PROBLEM REQUIREMENTS: At the line that contains "box: [266, 327, 353, 365]", begin setting down every line word for word, and stop after the last line of the listing.

ENTRIES SUPPLIED:

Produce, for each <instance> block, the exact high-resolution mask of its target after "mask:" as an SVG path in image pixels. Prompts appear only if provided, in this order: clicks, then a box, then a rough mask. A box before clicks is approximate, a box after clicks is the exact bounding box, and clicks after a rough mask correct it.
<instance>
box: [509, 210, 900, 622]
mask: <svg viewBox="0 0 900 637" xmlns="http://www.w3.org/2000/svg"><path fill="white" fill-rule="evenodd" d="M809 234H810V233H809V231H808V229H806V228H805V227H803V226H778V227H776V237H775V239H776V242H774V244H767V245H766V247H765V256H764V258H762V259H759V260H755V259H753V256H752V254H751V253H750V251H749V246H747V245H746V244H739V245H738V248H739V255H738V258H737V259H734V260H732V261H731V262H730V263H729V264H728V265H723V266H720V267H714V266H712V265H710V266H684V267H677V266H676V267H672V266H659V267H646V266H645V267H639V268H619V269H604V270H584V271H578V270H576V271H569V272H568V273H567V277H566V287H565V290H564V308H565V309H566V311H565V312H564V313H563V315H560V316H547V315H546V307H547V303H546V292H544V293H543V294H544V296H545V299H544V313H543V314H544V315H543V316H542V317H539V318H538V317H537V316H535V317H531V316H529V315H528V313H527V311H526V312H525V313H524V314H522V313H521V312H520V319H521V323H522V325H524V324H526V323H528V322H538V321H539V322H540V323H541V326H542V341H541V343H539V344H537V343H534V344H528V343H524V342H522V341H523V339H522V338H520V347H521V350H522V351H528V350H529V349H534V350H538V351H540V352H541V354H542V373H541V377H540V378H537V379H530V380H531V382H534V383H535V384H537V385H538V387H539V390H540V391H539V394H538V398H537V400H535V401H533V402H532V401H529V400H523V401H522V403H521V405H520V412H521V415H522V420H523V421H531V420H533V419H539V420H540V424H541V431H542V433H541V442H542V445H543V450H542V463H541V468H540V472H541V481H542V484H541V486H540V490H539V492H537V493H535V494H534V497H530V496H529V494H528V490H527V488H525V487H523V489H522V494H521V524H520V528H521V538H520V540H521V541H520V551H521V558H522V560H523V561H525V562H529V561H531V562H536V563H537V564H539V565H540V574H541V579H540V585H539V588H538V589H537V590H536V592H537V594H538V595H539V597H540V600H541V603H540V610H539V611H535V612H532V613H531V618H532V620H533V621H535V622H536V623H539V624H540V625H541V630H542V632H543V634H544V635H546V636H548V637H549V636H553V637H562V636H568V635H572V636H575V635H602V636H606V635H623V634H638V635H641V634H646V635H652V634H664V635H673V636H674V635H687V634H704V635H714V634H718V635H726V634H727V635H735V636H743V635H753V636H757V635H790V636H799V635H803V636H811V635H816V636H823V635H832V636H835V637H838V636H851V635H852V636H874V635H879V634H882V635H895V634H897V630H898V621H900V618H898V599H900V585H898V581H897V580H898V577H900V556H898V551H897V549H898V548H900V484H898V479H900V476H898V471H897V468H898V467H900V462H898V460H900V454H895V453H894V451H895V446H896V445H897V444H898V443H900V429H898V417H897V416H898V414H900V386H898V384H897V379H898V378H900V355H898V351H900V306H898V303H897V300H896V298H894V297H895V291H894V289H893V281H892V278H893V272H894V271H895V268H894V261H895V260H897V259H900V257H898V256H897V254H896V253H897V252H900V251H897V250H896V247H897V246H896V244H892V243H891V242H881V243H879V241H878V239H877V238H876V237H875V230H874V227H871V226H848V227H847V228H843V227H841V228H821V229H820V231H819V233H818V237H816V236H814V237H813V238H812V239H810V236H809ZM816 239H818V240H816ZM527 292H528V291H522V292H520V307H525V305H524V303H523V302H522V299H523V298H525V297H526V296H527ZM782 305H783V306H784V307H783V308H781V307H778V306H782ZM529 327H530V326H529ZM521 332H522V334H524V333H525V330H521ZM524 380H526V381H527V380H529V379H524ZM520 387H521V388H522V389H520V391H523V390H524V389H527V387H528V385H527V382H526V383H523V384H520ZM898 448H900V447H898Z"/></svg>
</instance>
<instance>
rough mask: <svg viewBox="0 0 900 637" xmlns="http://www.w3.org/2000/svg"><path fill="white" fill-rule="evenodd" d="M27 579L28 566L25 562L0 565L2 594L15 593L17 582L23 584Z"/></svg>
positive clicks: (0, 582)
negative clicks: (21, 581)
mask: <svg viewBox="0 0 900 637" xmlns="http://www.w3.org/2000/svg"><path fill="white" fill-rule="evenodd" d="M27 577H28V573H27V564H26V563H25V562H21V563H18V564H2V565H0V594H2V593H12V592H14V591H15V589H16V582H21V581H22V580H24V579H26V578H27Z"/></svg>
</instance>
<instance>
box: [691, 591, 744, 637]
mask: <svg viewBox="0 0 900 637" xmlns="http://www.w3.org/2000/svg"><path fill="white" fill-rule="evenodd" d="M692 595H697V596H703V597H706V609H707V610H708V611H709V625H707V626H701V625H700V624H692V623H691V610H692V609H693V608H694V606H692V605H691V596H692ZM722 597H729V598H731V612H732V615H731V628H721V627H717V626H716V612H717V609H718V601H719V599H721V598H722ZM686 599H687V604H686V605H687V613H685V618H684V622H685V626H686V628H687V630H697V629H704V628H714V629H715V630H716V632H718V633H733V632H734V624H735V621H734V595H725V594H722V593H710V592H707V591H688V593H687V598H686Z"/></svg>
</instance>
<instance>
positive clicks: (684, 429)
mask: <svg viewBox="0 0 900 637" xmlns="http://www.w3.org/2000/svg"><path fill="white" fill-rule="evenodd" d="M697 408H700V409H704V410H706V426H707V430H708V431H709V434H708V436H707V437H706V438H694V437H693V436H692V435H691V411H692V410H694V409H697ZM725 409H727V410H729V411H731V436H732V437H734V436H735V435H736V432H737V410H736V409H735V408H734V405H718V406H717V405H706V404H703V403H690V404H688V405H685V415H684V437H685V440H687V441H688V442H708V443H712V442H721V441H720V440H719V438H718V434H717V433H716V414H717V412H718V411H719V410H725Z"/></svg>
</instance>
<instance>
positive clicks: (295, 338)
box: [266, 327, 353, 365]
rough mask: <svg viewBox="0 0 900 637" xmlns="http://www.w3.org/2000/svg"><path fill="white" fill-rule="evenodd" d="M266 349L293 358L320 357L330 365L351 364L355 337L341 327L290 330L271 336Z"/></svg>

EXERCISE ANSWER:
box: [266, 327, 353, 365]
rough mask: <svg viewBox="0 0 900 637" xmlns="http://www.w3.org/2000/svg"><path fill="white" fill-rule="evenodd" d="M266 349L293 358L320 357L330 365L351 364L355 337L341 327L290 330L271 336Z"/></svg>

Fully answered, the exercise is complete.